→ **DOCUMENT TEXT**:
Jordan Harris (born July 7, 2000) is an American professional ice hockey defenseman for the Montreal Canadiens of the National Hockey League (NHL). The Canadiens selected him in the third round, 71st overall, of the 2018 NHL Entry Draft.

Early life 
Harris was born on July 7, 2000, in Haverhill, Massachusetts, to Ginny and Peter Harris, a nurse and physical therapist. His father played ice hockey for UMass Lowell, and Jordan almost became a goaltender like his father and older brother Elijah, but he "liked being able to skate and play out of the net too much", so he became a defenseman. He attended Haverhill High School for one year before transferring to Kimball Union Academy, a boarding school in New Hampshire. In his three years at Kimball, Harris had 18 goals and 64 assists in 111 games, and he was the team's captain during the 2017–18 season. That season, he had six goals and 29 assists in 37 games and was also a star on Kimball's lacrosse team. Harris also played five games with the Youngstown Phantoms of the United States Hockey League during their 2017–18 season.

Playing career

College 
The Montreal Canadiens of the National Hockey League (NHL) selected Harris in the third round, 71st overall, of the 2018 NHL Entry Draft. At the time of the draft, he had committed to playing college ice hockey at Northeastern. He was joined at Northeastern by another prospect in the Canadiens organization, goaltender Cayden Primeau. Harris picked up his first collegiate goal on October 13, 2018, opening the scoring for Northeastern in their 5–0 shutout win over Sacred Heart. Harris had one goal and 12 assists in 39 games during his freshman season with Northeastern, which won both the 2019 Beanpot and the 2019 Hockey East Men's Ice Hockey Tournament.

Harris collected a point at least once in the first four games of Northeastern's 2019–20 season, doubling his goals total from the previous season. By the Huskies' holiday break, he had established himself as a playmaker for the team, with three goals and 13 points through 18 games, fifth among Hockey East defensemen. Harris won the 2020 Beanpot for Northeastern in double overtime, breaking their 4–4 tie against Boston University to give the Huskies their third title in a row. Harris's sophomore season came to a premature end due to the impacts of the COVID-19 pandemic, but the Huskies presented him with the Unsung Hero Award for his accomplishments. He finished the season with three goals and 21 points while averaging between 25 and 30 minutes of time on ice per night.

→ **HOW TO COMPLETE THIS TASK**: According to the Jordan Harris text, which school did Harris transfer to after one year at Haverhill High School?

→ **DATA PROVIDED**:

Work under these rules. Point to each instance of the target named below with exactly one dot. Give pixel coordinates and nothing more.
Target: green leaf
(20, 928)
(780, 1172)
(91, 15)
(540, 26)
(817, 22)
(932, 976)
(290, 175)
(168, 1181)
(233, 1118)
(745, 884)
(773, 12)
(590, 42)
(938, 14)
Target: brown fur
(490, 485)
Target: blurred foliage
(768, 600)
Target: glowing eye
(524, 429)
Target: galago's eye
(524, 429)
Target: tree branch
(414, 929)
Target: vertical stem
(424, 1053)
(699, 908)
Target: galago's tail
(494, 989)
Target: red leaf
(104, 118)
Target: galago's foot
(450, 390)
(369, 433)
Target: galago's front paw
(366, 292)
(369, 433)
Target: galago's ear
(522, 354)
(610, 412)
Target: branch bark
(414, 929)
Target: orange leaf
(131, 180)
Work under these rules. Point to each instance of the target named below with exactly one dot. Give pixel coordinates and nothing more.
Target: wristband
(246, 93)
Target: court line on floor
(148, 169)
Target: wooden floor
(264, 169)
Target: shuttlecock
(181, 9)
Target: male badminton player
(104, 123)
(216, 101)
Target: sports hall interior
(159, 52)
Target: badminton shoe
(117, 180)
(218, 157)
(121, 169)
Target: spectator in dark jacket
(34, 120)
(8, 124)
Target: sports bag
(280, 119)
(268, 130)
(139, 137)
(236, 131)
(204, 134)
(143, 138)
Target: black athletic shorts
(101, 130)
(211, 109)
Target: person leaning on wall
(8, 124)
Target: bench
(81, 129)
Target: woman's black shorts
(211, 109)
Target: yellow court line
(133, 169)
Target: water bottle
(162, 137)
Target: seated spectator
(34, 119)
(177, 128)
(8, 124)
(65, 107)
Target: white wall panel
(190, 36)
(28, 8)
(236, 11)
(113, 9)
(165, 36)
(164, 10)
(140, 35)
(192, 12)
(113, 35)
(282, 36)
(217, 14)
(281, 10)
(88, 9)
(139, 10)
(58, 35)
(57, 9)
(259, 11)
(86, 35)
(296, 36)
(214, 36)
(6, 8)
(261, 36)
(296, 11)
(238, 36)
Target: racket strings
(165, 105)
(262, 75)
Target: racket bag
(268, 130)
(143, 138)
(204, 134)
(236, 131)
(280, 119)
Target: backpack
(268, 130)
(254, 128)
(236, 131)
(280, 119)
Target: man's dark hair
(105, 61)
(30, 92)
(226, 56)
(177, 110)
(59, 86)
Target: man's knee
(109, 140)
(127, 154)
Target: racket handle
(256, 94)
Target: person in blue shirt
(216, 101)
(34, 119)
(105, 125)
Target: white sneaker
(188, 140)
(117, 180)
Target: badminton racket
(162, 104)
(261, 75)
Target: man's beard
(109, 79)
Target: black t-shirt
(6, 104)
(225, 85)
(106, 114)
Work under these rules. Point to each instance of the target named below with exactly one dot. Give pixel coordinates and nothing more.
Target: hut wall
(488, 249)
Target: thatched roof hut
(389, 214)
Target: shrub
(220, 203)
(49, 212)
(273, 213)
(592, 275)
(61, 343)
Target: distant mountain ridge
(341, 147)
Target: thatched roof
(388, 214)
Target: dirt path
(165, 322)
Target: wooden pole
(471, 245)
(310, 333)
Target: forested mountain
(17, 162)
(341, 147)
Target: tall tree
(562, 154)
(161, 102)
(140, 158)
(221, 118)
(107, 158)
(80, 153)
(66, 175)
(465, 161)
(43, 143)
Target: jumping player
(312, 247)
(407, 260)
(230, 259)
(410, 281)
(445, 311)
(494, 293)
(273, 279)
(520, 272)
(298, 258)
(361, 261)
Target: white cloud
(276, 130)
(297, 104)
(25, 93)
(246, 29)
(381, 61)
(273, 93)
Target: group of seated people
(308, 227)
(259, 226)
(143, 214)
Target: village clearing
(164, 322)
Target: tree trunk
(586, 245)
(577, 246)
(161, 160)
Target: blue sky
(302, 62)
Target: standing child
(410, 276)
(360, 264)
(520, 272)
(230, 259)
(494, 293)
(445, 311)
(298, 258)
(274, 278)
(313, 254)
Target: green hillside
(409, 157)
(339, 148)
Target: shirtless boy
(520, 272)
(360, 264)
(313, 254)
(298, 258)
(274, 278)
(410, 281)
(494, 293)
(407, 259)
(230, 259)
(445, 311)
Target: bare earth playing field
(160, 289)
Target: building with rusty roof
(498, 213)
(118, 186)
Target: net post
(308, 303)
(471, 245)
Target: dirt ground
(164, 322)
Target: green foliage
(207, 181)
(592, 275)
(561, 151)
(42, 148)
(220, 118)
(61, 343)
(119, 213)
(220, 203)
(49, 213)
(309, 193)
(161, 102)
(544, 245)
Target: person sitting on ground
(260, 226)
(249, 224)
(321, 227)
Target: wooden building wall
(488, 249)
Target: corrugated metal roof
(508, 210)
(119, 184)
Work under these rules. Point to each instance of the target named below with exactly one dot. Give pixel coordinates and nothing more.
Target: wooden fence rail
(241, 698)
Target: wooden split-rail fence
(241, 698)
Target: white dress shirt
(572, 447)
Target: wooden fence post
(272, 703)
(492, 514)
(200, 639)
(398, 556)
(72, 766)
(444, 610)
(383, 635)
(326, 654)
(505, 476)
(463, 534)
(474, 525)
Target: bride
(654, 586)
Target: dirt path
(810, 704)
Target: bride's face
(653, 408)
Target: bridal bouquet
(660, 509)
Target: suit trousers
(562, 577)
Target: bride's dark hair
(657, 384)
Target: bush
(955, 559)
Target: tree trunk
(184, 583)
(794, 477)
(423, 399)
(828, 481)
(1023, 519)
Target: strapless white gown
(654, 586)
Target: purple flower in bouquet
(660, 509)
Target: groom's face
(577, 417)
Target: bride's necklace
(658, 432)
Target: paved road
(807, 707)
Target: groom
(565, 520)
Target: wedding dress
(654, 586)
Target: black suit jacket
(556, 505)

→ **FINISHED TASK**: Kimball Union Academy, a boarding school in New Hampshire.